------ Task material ------

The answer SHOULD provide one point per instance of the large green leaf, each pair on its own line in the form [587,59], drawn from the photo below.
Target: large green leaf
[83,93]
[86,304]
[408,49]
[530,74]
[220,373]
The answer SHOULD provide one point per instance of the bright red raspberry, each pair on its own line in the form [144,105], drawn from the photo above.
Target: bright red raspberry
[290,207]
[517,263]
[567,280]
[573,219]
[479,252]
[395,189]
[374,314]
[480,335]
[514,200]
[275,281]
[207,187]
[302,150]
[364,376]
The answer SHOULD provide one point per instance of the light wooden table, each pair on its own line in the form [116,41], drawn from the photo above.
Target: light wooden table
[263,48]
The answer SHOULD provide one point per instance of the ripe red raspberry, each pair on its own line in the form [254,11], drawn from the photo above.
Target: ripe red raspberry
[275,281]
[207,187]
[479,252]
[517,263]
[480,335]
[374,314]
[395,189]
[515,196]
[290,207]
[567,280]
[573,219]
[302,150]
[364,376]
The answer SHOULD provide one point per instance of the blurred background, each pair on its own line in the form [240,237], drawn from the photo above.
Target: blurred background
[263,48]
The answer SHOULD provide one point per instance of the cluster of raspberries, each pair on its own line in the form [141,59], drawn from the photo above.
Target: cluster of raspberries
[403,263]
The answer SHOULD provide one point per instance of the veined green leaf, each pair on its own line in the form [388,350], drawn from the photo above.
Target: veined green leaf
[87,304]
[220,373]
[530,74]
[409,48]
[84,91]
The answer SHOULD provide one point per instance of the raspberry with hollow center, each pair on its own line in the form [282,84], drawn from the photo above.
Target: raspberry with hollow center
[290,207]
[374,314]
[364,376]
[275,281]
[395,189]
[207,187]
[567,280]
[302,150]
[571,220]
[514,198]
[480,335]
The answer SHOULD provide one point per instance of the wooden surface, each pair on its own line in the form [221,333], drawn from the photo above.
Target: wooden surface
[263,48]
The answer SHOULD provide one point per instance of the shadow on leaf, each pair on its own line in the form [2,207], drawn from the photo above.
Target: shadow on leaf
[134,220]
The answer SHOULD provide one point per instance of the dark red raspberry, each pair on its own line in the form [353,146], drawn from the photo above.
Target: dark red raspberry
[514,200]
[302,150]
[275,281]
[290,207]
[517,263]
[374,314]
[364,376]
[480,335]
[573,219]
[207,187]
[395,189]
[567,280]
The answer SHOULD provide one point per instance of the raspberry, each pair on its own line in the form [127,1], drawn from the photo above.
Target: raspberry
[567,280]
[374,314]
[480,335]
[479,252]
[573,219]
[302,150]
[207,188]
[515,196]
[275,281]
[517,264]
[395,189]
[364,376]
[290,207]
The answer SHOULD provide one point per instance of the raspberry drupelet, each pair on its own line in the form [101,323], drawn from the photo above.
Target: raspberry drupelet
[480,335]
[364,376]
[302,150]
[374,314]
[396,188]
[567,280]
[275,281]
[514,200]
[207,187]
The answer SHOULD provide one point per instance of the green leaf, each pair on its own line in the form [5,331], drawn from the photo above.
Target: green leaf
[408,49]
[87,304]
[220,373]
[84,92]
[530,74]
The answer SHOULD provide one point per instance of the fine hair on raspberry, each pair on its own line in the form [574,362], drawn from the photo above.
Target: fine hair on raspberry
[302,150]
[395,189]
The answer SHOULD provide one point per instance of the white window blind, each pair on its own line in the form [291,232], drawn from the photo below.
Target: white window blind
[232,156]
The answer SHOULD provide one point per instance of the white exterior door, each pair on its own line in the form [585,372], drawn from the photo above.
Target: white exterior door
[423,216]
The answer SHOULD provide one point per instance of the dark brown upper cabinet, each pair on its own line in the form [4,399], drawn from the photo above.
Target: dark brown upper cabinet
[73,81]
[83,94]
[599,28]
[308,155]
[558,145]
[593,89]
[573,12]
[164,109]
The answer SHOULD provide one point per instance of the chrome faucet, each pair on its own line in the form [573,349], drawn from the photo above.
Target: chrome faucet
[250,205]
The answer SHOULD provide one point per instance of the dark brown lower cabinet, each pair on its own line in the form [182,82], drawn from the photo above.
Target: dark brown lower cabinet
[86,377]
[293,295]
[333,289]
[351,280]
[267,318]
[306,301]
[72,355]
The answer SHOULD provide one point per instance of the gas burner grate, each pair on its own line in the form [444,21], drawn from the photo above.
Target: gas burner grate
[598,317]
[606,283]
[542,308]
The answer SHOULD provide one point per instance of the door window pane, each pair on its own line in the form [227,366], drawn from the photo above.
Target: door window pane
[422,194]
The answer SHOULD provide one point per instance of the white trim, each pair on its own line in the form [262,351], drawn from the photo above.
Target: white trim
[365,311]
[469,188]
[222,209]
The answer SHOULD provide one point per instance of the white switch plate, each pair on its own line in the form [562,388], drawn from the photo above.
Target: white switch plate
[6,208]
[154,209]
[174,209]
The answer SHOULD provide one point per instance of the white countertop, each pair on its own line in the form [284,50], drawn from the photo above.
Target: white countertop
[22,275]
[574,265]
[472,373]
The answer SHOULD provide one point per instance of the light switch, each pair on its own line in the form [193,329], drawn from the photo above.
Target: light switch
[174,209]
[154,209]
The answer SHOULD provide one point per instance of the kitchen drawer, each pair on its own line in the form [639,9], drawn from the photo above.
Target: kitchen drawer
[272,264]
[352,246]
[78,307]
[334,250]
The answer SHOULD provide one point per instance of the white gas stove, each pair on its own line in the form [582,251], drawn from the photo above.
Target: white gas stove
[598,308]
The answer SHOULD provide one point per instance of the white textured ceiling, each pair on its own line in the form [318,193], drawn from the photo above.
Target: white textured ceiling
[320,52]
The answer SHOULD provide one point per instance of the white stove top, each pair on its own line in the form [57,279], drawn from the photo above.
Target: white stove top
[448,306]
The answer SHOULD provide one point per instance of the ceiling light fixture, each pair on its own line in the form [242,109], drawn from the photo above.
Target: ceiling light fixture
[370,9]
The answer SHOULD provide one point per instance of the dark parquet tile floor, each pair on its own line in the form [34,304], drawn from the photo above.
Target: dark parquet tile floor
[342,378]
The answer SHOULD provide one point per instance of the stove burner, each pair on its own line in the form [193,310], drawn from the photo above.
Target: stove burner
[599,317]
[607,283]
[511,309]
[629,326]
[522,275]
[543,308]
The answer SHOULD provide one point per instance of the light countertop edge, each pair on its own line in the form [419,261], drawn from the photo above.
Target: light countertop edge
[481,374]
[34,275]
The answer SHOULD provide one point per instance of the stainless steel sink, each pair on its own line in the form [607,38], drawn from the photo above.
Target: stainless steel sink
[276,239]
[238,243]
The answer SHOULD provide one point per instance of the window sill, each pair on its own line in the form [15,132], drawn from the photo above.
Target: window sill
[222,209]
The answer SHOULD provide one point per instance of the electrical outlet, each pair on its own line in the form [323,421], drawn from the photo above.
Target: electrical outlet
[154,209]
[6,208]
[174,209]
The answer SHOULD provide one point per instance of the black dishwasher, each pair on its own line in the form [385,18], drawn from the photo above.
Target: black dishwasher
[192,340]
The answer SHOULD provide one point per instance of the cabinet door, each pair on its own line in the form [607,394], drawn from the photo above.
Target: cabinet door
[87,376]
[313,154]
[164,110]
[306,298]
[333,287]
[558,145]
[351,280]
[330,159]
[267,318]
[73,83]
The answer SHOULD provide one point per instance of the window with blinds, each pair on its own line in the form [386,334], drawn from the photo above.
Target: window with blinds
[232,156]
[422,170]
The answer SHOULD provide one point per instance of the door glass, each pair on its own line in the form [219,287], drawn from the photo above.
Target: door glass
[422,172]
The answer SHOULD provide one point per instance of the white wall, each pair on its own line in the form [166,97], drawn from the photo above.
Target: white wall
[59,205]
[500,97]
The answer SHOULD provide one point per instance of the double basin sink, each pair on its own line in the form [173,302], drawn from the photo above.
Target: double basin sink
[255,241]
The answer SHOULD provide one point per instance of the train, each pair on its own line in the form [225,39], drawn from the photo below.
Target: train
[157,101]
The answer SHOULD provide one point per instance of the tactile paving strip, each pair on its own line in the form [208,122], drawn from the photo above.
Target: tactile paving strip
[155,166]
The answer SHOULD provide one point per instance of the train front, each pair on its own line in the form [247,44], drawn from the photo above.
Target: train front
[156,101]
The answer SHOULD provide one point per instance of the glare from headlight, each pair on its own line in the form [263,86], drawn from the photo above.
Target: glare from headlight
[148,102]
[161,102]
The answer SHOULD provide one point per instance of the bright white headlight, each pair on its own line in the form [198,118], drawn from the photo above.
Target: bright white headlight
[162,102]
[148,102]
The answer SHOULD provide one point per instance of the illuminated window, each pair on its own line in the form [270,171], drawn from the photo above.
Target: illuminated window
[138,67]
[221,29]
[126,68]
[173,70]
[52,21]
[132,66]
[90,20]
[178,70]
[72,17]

------

#### [Work request]
Copy each line of the records that has "below" in it.

#### [Exercise result]
The answer SHOULD provide one point per instance of the large green leaf, each pair on its own line in the form [587,59], drawn from the photo below.
The answer SHOULD provide one point per instance of the white window blind, each pair on its own line in the form [291,232], drawn from the photo below.
The answer SHOULD provide one point per instance of the train, each pair on its own line in the form [225,39], drawn from the photo below.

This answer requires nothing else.